Request:
Write out everything from the start of the records down to the line containing "x=119, y=246", both ends included. Leave the pictures out of your answer.

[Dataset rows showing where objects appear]

▼

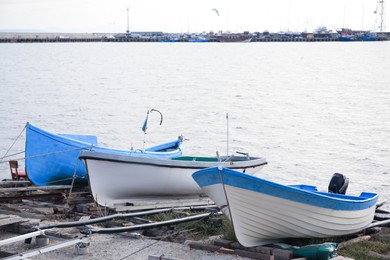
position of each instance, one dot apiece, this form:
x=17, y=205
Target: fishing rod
x=145, y=125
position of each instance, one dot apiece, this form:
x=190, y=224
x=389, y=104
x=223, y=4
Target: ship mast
x=128, y=30
x=382, y=15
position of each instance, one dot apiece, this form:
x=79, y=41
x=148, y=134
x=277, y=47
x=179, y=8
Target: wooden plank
x=10, y=219
x=143, y=203
x=35, y=188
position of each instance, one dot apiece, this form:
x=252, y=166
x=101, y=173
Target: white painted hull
x=258, y=218
x=114, y=181
x=263, y=212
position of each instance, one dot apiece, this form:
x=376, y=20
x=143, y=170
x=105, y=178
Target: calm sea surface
x=312, y=109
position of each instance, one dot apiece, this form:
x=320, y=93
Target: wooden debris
x=353, y=241
x=160, y=257
x=230, y=247
x=10, y=219
x=146, y=203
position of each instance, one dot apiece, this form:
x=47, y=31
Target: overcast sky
x=110, y=16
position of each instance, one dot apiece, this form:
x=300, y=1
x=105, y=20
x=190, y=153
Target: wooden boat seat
x=15, y=173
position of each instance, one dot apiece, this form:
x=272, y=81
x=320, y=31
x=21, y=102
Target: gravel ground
x=119, y=246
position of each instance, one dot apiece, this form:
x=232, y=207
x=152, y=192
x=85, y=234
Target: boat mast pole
x=227, y=135
x=128, y=29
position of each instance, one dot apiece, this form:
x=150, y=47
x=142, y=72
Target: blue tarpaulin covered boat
x=52, y=159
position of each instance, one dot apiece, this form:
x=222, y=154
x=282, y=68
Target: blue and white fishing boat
x=263, y=212
x=52, y=159
x=117, y=179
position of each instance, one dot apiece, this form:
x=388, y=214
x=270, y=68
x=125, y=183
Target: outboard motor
x=338, y=184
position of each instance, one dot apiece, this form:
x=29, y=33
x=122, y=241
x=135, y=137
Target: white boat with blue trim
x=263, y=212
x=116, y=179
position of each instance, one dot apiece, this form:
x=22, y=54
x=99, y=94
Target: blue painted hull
x=52, y=159
x=263, y=212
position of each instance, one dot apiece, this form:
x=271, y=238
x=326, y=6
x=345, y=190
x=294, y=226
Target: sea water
x=311, y=108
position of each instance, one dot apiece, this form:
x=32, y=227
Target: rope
x=1, y=160
x=163, y=237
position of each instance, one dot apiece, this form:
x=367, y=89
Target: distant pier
x=101, y=37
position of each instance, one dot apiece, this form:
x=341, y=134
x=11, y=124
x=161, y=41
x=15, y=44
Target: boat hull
x=263, y=212
x=52, y=159
x=114, y=179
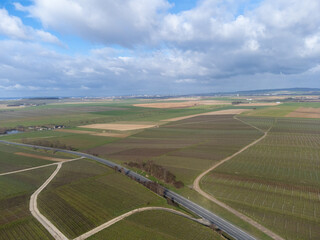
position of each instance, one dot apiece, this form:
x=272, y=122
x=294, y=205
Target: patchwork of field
x=156, y=225
x=181, y=104
x=219, y=112
x=285, y=109
x=9, y=161
x=275, y=182
x=16, y=221
x=31, y=155
x=185, y=147
x=103, y=134
x=305, y=113
x=73, y=115
x=85, y=194
x=78, y=141
x=119, y=126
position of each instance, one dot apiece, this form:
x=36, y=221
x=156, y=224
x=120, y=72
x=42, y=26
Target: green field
x=280, y=110
x=276, y=182
x=73, y=115
x=12, y=162
x=85, y=194
x=186, y=147
x=156, y=225
x=16, y=221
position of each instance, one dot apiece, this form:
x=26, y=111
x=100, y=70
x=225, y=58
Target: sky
x=147, y=47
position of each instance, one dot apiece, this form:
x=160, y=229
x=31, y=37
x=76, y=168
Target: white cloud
x=13, y=27
x=214, y=44
x=125, y=22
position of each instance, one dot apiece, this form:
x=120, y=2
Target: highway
x=224, y=225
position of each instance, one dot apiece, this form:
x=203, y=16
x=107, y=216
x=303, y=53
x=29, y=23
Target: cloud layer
x=144, y=48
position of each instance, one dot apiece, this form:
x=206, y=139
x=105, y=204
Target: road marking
x=123, y=216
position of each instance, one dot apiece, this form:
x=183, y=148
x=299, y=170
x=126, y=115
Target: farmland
x=9, y=161
x=170, y=145
x=16, y=221
x=276, y=182
x=85, y=194
x=72, y=115
x=156, y=225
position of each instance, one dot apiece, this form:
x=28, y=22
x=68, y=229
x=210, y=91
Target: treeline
x=157, y=171
x=52, y=144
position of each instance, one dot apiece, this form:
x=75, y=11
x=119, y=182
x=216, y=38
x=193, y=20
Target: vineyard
x=16, y=221
x=185, y=147
x=156, y=225
x=11, y=162
x=86, y=194
x=276, y=182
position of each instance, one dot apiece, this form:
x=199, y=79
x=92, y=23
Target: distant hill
x=282, y=91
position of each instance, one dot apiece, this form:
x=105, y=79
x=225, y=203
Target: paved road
x=224, y=225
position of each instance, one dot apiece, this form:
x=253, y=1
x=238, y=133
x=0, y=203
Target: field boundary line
x=196, y=187
x=33, y=168
x=125, y=215
x=53, y=230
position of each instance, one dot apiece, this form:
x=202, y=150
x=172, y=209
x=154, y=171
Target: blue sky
x=106, y=47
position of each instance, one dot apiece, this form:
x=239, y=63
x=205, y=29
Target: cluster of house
x=44, y=128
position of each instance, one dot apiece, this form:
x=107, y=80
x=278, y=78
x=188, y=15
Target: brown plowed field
x=222, y=112
x=40, y=157
x=116, y=135
x=305, y=113
x=181, y=104
x=119, y=126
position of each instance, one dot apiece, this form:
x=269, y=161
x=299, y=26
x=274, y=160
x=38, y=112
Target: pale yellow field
x=5, y=106
x=181, y=104
x=305, y=113
x=257, y=104
x=101, y=134
x=222, y=112
x=40, y=157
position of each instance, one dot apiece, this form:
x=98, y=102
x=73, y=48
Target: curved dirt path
x=36, y=213
x=196, y=187
x=123, y=216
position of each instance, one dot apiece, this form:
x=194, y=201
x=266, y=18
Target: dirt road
x=123, y=216
x=36, y=213
x=196, y=187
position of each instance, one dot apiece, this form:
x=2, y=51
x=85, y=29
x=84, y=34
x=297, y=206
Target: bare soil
x=119, y=126
x=181, y=104
x=40, y=157
x=305, y=113
x=222, y=112
x=101, y=134
x=258, y=104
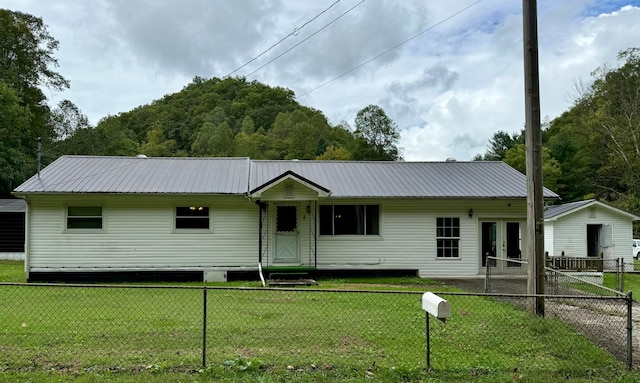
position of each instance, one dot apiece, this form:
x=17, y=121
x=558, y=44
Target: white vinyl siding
x=140, y=234
x=408, y=237
x=278, y=192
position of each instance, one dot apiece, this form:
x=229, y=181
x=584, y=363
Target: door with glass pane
x=287, y=234
x=501, y=239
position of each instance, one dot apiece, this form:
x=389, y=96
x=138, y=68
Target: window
x=349, y=220
x=448, y=237
x=192, y=217
x=84, y=217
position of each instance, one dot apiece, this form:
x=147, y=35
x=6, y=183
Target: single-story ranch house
x=12, y=229
x=216, y=218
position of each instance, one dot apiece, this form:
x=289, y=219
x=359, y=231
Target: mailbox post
x=439, y=308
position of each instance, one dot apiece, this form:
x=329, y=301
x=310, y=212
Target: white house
x=588, y=229
x=12, y=230
x=220, y=217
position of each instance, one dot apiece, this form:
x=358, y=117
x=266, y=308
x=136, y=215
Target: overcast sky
x=449, y=89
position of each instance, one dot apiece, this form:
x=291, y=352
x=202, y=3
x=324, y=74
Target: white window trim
x=351, y=237
x=458, y=238
x=84, y=230
x=174, y=215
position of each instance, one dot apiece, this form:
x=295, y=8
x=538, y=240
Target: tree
x=377, y=136
x=14, y=121
x=66, y=119
x=27, y=53
x=27, y=63
x=610, y=121
x=334, y=154
x=516, y=158
x=499, y=144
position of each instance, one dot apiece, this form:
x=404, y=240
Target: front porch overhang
x=322, y=191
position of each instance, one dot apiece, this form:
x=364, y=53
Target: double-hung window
x=192, y=217
x=448, y=237
x=349, y=220
x=84, y=217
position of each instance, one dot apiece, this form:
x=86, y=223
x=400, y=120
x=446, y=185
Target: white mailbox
x=436, y=306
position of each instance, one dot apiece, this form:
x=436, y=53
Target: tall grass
x=124, y=334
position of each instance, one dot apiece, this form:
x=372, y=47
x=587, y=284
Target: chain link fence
x=135, y=328
x=577, y=298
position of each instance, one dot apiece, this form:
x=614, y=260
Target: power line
x=310, y=36
x=295, y=32
x=391, y=49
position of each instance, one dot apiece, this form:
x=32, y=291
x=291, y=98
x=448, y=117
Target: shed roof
x=140, y=175
x=344, y=179
x=12, y=205
x=557, y=211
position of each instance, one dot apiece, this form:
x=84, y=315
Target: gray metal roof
x=153, y=175
x=475, y=179
x=12, y=205
x=556, y=210
x=85, y=174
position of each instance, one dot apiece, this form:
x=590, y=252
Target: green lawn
x=124, y=334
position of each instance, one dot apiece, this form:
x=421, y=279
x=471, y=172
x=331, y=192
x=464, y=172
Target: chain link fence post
x=204, y=327
x=630, y=330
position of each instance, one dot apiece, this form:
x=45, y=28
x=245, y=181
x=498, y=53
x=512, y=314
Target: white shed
x=12, y=229
x=588, y=229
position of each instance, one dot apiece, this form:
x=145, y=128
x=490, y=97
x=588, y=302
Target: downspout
x=260, y=244
x=27, y=237
x=315, y=234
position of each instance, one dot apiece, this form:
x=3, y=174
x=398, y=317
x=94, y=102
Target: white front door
x=503, y=239
x=287, y=234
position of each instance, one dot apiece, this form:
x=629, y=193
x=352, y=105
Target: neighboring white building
x=589, y=229
x=219, y=217
x=12, y=213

▲

Exercise output:
position of each instance, one dot apiece, this form:
x=17, y=205
Target: fishing rod
x=145, y=125
position of each instance, one dot apiece, this form:
x=190, y=224
x=389, y=104
x=223, y=4
Target: ship mast
x=128, y=30
x=382, y=15
position of each instance, one dot apiece, this form:
x=79, y=41
x=148, y=134
x=277, y=47
x=179, y=8
Target: wooden plank
x=10, y=219
x=143, y=203
x=35, y=188
position of each instance, one dot apiece, this form:
x=252, y=166
x=101, y=173
Target: white painted hull
x=258, y=218
x=114, y=181
x=263, y=212
position of each instance, one dot apiece, this form:
x=376, y=20
x=143, y=170
x=105, y=178
Target: calm sea surface
x=312, y=109
position of each instance, one dot apiece, this form:
x=320, y=93
Target: wooden debris
x=353, y=241
x=160, y=257
x=230, y=247
x=10, y=219
x=146, y=203
position of each instance, one dot apiece, this form:
x=47, y=31
Target: overcast sky
x=110, y=16
position of each instance, one dot apiece, this form:
x=300, y=1
x=105, y=20
x=190, y=153
Target: wooden boat seat
x=15, y=173
position of each instance, one dot apiece, this form:
x=272, y=81
x=320, y=31
x=21, y=102
Target: gravel ground
x=119, y=246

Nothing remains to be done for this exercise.